#### WHAT YOU WILL DO:
Set down, in full, every record in the block.

Object location annotation data
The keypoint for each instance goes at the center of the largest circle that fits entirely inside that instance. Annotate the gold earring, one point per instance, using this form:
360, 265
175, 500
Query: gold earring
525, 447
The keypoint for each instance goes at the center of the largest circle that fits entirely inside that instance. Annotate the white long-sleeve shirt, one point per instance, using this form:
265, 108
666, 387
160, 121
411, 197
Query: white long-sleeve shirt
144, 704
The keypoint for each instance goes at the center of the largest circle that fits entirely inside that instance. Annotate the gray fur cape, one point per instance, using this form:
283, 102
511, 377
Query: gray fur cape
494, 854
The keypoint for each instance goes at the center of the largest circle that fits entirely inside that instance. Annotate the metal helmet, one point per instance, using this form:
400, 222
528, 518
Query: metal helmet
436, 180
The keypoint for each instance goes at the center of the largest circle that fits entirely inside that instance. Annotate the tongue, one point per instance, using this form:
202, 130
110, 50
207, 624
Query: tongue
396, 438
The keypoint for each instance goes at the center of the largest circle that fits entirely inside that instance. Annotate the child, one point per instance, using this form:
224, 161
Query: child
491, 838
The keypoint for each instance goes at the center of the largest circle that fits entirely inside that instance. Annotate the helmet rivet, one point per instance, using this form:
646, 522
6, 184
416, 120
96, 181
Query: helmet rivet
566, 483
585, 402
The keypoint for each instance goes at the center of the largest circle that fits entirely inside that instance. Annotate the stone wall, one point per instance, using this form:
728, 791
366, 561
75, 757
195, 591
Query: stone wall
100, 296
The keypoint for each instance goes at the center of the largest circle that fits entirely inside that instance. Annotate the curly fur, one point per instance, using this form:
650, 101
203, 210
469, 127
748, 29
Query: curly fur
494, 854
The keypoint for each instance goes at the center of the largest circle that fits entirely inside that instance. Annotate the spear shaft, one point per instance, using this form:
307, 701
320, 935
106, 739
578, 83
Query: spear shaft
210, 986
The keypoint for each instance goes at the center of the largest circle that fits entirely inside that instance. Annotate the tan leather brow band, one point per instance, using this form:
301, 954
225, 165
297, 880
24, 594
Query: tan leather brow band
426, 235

#### CORRECT RESULT:
The keypoint for each instance goes at the center of the largest circle that fits entirely inside that instance. Annotate the gold earring, one point per instance, using this form:
360, 265
175, 500
Query: gold earring
525, 447
The keypoint for each instance goes at the center of the largest circle that fits entirely inside that instance. Annotate the white long-sleeve shirt, one point per instance, using this form:
265, 108
666, 387
160, 121
411, 197
Query: white long-sleeve shirt
144, 704
The keypoint for each instance goes at the center of the largest circle that fits entirely inside that instance. Annotate the gray fur cape, one point per instance, using this form:
283, 102
511, 377
Query: gray fur cape
494, 854
The keypoint for each instance goes at the center of the largest circle that fits entirely inside that instance. Annotate the metal helmet, one point per instance, using this form:
400, 222
528, 518
Query: metal helmet
436, 180
The keypoint for each instance goes at the center of the largest circle that fits entirely inside that instance. Annotate the tongue, one point per instance, using this form:
202, 130
110, 50
207, 624
Query: tongue
396, 438
The keypoint for each instance goes at the center of the largest circle that fits entirely inside that instance. Annotate the child, one point per instance, using this form:
224, 161
Query: child
491, 838
The keypoint for each instance goes at the center of the largest circle that fits entirely inside that instance. Annotate the helmet rivet, one point per instance, using this form:
646, 522
6, 184
416, 120
96, 181
Query: helmet rivet
566, 483
585, 402
The keypoint for each instance goes at the center of the largest circle that fits entirely inside that instance. Annotate the stone wall, one point per instance, using this form:
728, 791
366, 561
75, 757
195, 591
Query: stone wall
100, 296
The keypoint for each instance goes at the center of the largest circle that fits entirely inside that instance. Annotate the curly fur, one point per instance, using this form:
650, 101
203, 210
469, 127
748, 29
Query: curly fur
494, 854
The keypoint for each instance goes at the center of the largest circle that fits entirely inside that instance. Annotate the spear shaft, one point per instance, using this form:
307, 701
320, 935
106, 739
578, 83
Query: spear shaft
210, 986
The keypoint for each instance goes at the center of the largest circle that fits entirely inside that instance. Annotate the tan leather brow band, one point per instance, using this form:
301, 954
225, 165
297, 880
24, 594
Query: tan leather brow band
426, 235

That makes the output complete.